**PROBLEM REQUIREMENTS:** Please render every line of the rows below as a single numbered list, leaving out the blank lines.

**Annotation records:**
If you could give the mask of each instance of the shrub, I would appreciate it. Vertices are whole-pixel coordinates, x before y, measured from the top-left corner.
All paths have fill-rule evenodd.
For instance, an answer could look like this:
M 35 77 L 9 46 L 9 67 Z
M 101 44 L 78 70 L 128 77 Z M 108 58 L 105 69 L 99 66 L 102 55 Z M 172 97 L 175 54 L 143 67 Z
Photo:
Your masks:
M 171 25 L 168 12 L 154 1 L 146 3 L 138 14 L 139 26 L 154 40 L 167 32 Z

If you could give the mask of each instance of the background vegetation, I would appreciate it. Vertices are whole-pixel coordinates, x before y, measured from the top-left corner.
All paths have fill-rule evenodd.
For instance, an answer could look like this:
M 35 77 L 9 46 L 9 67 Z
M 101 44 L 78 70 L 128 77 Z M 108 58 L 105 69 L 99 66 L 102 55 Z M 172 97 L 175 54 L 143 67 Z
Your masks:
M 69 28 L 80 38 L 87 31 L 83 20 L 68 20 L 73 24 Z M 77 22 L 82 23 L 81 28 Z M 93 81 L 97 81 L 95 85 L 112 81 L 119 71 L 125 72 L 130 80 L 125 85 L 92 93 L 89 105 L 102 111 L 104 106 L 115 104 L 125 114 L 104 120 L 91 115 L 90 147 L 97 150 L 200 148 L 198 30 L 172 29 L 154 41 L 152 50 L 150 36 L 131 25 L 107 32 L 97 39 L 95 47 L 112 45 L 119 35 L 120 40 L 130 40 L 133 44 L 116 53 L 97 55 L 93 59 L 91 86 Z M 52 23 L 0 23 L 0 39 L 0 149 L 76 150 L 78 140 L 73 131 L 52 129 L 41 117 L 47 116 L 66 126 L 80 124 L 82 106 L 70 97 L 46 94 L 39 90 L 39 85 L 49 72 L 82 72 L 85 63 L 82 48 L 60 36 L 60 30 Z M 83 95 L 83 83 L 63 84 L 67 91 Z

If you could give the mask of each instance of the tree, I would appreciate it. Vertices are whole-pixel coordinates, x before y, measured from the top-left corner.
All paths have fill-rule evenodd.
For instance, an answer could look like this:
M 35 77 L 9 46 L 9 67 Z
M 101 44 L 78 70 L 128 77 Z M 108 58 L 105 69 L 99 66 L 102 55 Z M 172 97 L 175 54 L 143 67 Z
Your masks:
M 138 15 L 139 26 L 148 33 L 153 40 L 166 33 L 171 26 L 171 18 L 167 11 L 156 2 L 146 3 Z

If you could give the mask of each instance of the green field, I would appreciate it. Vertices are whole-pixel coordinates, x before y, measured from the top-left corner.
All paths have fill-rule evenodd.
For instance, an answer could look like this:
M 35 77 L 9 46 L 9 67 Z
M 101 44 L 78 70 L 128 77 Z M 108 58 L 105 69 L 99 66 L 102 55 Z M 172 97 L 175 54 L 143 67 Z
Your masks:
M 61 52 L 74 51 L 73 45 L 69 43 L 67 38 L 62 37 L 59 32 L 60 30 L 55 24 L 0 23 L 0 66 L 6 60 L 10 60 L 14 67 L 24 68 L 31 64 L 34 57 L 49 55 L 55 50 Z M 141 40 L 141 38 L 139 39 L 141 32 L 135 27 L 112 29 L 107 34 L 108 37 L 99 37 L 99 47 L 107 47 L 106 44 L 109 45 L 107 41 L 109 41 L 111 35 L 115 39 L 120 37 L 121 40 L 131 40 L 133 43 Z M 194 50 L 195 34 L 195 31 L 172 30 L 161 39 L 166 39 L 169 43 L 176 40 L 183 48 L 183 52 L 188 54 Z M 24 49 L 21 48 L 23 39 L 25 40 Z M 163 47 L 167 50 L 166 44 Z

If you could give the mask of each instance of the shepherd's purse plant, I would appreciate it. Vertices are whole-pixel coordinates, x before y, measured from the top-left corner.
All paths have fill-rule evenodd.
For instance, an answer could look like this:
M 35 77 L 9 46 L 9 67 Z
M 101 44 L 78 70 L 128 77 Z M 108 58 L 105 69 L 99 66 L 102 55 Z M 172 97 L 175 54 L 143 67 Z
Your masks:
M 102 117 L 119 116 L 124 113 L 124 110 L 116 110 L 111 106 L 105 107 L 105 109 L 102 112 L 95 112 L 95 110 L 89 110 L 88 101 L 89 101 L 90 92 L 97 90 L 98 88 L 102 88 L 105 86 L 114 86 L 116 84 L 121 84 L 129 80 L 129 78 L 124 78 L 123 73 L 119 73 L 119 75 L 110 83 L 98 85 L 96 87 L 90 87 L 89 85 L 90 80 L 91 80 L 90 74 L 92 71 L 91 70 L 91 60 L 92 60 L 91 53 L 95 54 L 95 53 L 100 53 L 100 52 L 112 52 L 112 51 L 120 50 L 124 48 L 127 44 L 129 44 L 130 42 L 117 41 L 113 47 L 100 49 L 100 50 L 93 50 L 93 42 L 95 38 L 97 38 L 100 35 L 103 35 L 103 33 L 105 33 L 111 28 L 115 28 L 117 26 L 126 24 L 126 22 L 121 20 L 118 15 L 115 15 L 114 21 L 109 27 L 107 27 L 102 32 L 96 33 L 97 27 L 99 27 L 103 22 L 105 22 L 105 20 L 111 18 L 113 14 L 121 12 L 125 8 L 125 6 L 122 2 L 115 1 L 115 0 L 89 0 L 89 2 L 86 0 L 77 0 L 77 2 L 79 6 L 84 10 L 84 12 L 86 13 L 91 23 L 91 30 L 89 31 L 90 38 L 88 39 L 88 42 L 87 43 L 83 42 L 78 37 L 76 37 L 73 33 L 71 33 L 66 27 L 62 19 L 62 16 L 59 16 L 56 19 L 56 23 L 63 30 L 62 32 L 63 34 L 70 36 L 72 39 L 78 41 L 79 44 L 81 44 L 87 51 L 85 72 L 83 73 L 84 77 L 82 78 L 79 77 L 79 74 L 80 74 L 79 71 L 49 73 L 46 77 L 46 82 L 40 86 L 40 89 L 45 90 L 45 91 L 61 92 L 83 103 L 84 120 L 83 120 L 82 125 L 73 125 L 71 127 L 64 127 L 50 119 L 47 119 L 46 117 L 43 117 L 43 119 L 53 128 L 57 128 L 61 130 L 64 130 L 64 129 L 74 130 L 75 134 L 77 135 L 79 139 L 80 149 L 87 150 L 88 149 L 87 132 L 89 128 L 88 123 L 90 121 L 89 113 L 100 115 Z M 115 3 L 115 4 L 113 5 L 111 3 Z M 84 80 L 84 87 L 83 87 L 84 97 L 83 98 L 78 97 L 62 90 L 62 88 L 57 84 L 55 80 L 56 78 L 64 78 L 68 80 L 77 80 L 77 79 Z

**SOLUTION TO THIS PROBLEM:**
1. If you could give the mask of each instance of the shrub, I would appreciate it. Vertices are whole-pixel coordinates, x before y, measured from the top-left corner.
2. All paths have fill-rule evenodd.
3. For instance, an answer could look like this:
4. M 35 77 L 9 46 L 9 67 Z
5. M 101 44 L 78 70 L 128 77 Z M 108 58 L 105 69 L 99 66 L 102 55 Z M 172 97 L 175 54 L 143 67 Z
6. Photo:
7. Your masks:
8. M 171 25 L 168 12 L 154 1 L 146 3 L 138 14 L 139 26 L 154 40 L 167 32 Z
9. If you could give the mask of each instance of the background vegetation, I would appreciate it. Vertices are whole-pixel coordinates, x before y, measured from the top-left corner.
10. All paths have fill-rule evenodd.
11. For instance, an answer could look like this:
12. M 35 77 L 9 46 L 9 67 Z
13. M 101 44 L 78 70 L 128 77 Z M 108 58 L 105 69 L 99 66 L 102 55 Z M 172 97 L 175 54 L 143 67 Z
14. Your masks:
15. M 69 28 L 80 38 L 87 31 L 83 20 L 68 20 L 73 24 Z M 77 22 L 82 23 L 81 28 Z M 93 81 L 97 81 L 95 85 L 112 81 L 119 71 L 125 72 L 130 80 L 125 85 L 92 93 L 89 105 L 102 111 L 104 106 L 115 104 L 125 114 L 104 120 L 91 115 L 90 147 L 97 150 L 200 148 L 198 30 L 172 29 L 154 41 L 152 50 L 150 36 L 131 25 L 107 32 L 97 39 L 95 47 L 112 45 L 119 35 L 120 40 L 130 40 L 133 44 L 116 53 L 97 55 L 93 59 L 91 86 Z M 52 23 L 0 23 L 0 39 L 0 149 L 76 150 L 78 140 L 73 131 L 52 129 L 41 117 L 47 116 L 66 126 L 80 124 L 82 106 L 70 97 L 46 94 L 39 90 L 39 85 L 49 72 L 82 72 L 85 63 L 82 48 L 60 36 L 60 30 Z M 83 95 L 83 83 L 63 84 L 67 91 Z
16. If you could give the mask of each instance of the tree, I would appreciate it. Vertices are whole-pixel coordinates, x before y, measured from the top-left corner.
17. All paths have fill-rule evenodd.
18. For instance, an answer could look like this:
19. M 35 77 L 9 46 L 9 67 Z
20. M 101 44 L 78 70 L 128 77 Z M 108 58 L 105 69 L 99 66 L 102 55 Z M 172 97 L 175 54 L 143 67 Z
21. Your masks:
22. M 138 15 L 139 26 L 148 33 L 153 40 L 166 33 L 171 26 L 171 18 L 167 11 L 156 2 L 146 3 Z
23. If you could give the mask of each instance of the green field, I would appreciate it. Vertices are whole-pixel coordinates, x before y, measured from the top-left corner.
24. All paths have fill-rule evenodd.
25. For instance, an answer could look like this:
26. M 35 77 L 9 46 L 9 67 Z
27. M 101 44 L 78 70 L 128 77 Z M 108 58 L 105 69 L 99 66 L 102 55 Z M 172 97 L 175 54 L 143 67 Z
28. Your masks:
29. M 61 52 L 74 51 L 73 45 L 69 43 L 67 38 L 62 37 L 59 32 L 60 30 L 55 24 L 0 23 L 0 66 L 6 60 L 10 60 L 14 67 L 24 68 L 31 64 L 34 57 L 49 55 L 55 50 Z M 141 40 L 141 38 L 139 39 L 141 32 L 135 27 L 112 29 L 107 34 L 108 37 L 99 37 L 99 47 L 107 47 L 106 44 L 109 45 L 107 41 L 109 41 L 111 35 L 115 39 L 120 37 L 121 40 L 131 40 L 133 43 Z M 194 50 L 195 34 L 195 31 L 172 30 L 161 39 L 166 39 L 169 43 L 176 40 L 183 48 L 183 52 L 188 54 Z M 24 49 L 21 48 L 23 39 L 25 40 Z M 163 47 L 167 50 L 166 44 Z
30. If you could give the mask of each instance of the shepherd's purse plant, I would appreciate it. Vertices are whole-pixel coordinates, x before y, measured from the top-left corner.
31. All paths have fill-rule evenodd.
32. For instance, an answer could look like this:
33. M 35 77 L 9 46 L 9 67 Z
34. M 101 44 L 78 70 L 128 77 Z M 108 58 L 105 69 L 99 66 L 102 55 Z M 172 97 L 175 54 L 143 67 Z
35. Your masks:
36. M 102 117 L 119 116 L 124 113 L 124 110 L 116 110 L 111 106 L 105 107 L 105 109 L 102 112 L 95 112 L 95 110 L 89 110 L 88 101 L 89 101 L 90 92 L 97 90 L 98 88 L 102 88 L 105 86 L 114 86 L 116 84 L 121 84 L 129 80 L 129 78 L 124 78 L 123 73 L 119 73 L 119 75 L 110 83 L 98 85 L 96 87 L 90 87 L 89 85 L 90 80 L 91 80 L 90 74 L 92 71 L 91 70 L 91 60 L 92 60 L 91 53 L 95 54 L 95 53 L 100 53 L 100 52 L 112 52 L 112 51 L 120 50 L 124 48 L 127 44 L 129 44 L 130 42 L 117 41 L 113 47 L 100 49 L 100 50 L 93 50 L 93 42 L 95 38 L 97 38 L 100 35 L 103 35 L 103 33 L 105 33 L 111 28 L 115 28 L 117 26 L 126 24 L 126 22 L 121 20 L 118 15 L 115 15 L 114 21 L 109 27 L 107 27 L 102 32 L 96 33 L 97 27 L 99 27 L 103 22 L 105 22 L 105 20 L 111 18 L 113 14 L 121 12 L 125 8 L 125 6 L 122 2 L 115 1 L 115 0 L 89 0 L 89 2 L 86 0 L 77 0 L 77 2 L 79 6 L 84 10 L 84 12 L 86 13 L 91 23 L 91 30 L 89 31 L 90 38 L 88 39 L 88 42 L 87 43 L 83 42 L 78 37 L 76 37 L 73 33 L 71 33 L 66 27 L 62 19 L 62 16 L 59 16 L 56 19 L 56 23 L 63 30 L 62 32 L 63 34 L 70 36 L 72 39 L 78 41 L 79 44 L 81 44 L 87 51 L 85 72 L 83 73 L 84 77 L 82 78 L 79 77 L 79 74 L 80 74 L 79 71 L 49 73 L 46 77 L 46 82 L 40 86 L 40 89 L 45 90 L 45 91 L 61 92 L 83 103 L 84 120 L 83 120 L 82 125 L 73 125 L 71 127 L 64 127 L 50 119 L 47 119 L 46 117 L 43 117 L 43 119 L 53 128 L 57 128 L 61 130 L 64 130 L 64 129 L 74 130 L 75 134 L 77 135 L 79 139 L 80 149 L 87 150 L 88 149 L 87 132 L 89 128 L 88 123 L 90 121 L 89 113 L 100 115 Z M 115 3 L 115 4 L 113 5 L 111 3 Z M 84 80 L 84 87 L 83 87 L 84 97 L 83 98 L 78 97 L 62 90 L 62 88 L 57 84 L 55 80 L 56 78 L 64 78 L 68 80 L 77 80 L 77 79 Z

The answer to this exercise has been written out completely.